Text shown
** START **

One of the earliest, most influential, unifying and sustaining pieces of African-American activist music, originating in the earliest days of the Civil Rights movement, is Lift Ev’ry Voice And Sing. In 1899, James Weldon Johnson, then a high school principal and poet, wrote a poem for a gathering at his school in Jacksonville, Florida; African-American leader Booker T. Washington would be visiting on the occasion of Abraham Lincoln’s birthday. Twenty years had passed since the end of the Reconstruction era, and lynchings were becoming more frequent in the segregated South. Johnson began with a powerful and simple message, and a call to action: Lift Ev’ry Voice and Sing. (Mahmic-Kaknjo)
Sing a song full of the faith that the dark past has taught us. Sing a song full of the hope that the present has brought us.
Johnson emphasized the shared conditions and hardships of the African-American people:
Stony the road we trod Bitter the chastening rod Felt in the days when hope unborn had died; Yet with a steady beat Have not our weary feet Come to the place for which ur fathers sighed?

** END **

Items
** START **

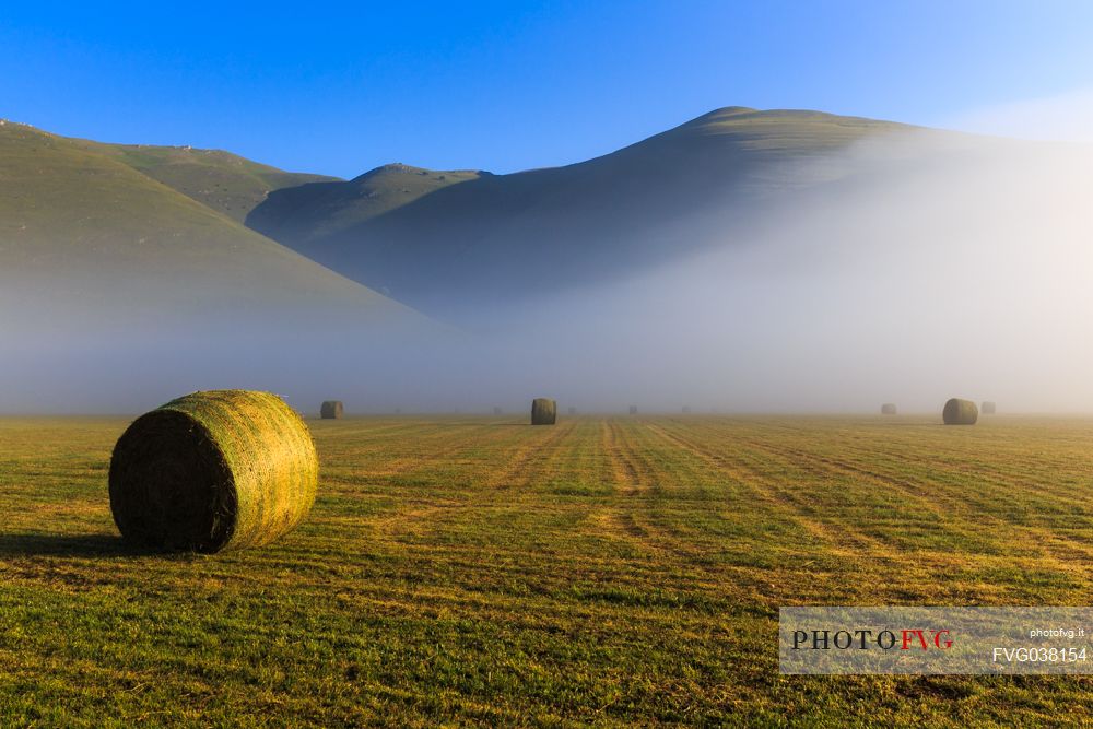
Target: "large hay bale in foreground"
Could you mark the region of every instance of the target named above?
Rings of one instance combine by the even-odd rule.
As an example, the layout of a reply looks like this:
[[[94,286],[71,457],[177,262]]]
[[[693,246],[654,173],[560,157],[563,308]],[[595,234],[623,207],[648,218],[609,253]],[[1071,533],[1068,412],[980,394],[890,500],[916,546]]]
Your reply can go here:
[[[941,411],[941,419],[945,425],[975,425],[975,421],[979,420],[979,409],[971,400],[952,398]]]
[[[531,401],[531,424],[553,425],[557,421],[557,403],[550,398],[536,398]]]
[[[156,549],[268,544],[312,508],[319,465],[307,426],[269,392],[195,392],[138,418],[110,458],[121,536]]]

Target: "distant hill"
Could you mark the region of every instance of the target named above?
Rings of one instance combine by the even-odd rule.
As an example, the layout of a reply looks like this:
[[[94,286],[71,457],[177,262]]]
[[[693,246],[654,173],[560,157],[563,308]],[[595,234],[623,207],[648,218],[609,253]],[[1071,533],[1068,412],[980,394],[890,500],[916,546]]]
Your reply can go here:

** END **

The task
According to the text on "Lift Ev’ry Voice And Sing," on what occasion was Booker T. Washington visiting Johnson's school?

Problem solution
Abraham Lincoln’s birthday.